▶ [Stated exercise]
Copy the entries below word for word, from their first line through the line holding "point(223, 292)", including that line. Leave the pictures out of your copy.

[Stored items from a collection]
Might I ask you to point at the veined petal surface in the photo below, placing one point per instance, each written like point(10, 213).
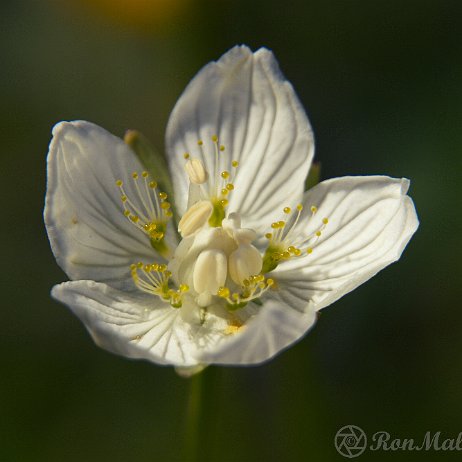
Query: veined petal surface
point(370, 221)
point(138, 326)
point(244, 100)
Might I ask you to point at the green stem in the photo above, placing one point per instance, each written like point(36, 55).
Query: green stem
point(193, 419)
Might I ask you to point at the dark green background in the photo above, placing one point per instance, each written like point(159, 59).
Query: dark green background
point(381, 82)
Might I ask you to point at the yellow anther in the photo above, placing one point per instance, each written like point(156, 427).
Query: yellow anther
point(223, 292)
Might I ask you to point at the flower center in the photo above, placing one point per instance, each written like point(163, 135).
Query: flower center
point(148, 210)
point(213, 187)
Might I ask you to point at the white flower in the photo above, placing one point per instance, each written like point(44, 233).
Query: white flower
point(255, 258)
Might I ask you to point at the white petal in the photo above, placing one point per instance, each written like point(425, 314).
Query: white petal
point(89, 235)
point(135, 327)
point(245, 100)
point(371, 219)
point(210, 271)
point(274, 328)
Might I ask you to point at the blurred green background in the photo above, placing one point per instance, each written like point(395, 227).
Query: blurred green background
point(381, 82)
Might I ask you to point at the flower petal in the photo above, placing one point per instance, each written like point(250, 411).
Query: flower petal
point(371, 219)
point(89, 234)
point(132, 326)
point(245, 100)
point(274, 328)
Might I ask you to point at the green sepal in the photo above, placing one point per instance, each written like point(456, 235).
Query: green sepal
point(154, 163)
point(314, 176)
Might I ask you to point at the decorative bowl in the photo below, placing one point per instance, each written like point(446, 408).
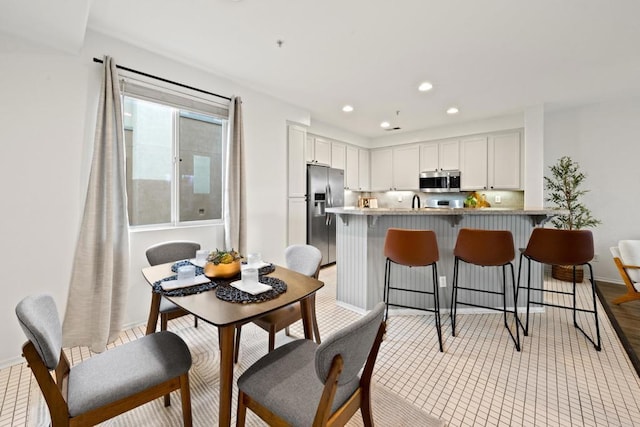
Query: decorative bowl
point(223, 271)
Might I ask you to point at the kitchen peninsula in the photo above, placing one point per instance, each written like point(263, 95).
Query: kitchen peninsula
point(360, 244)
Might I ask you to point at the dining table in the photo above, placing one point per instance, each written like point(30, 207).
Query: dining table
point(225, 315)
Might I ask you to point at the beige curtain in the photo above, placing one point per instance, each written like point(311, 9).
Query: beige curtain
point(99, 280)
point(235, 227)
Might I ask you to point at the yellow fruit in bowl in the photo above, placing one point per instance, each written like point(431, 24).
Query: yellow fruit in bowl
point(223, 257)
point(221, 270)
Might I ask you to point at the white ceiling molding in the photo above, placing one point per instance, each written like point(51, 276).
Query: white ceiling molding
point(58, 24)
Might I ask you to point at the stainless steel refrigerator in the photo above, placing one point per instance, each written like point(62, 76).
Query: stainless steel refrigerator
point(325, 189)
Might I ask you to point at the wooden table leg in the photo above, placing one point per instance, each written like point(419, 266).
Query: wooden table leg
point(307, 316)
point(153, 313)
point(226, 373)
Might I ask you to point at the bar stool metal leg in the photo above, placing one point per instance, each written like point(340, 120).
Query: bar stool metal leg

▶ [Solution to the exercise]
Might I ask you to point at the veined petal surface in the photo below, placing one point per instance, each written like point(10, 213).
Query: veined petal surface
point(370, 221)
point(138, 326)
point(244, 100)
Might I ask you to point at the green stem in the photo above, placing one point per instance, each written like point(36, 55).
Query: green stem
point(193, 419)
Might I ask you to point at the dark green background in the photo above, placing one point per instance, each written like point(159, 59).
Query: dark green background
point(381, 82)
Might I ask you to point at the yellow anther in the photo above, placing one point per instance, each written like point(156, 427).
Query: yellow anther
point(223, 292)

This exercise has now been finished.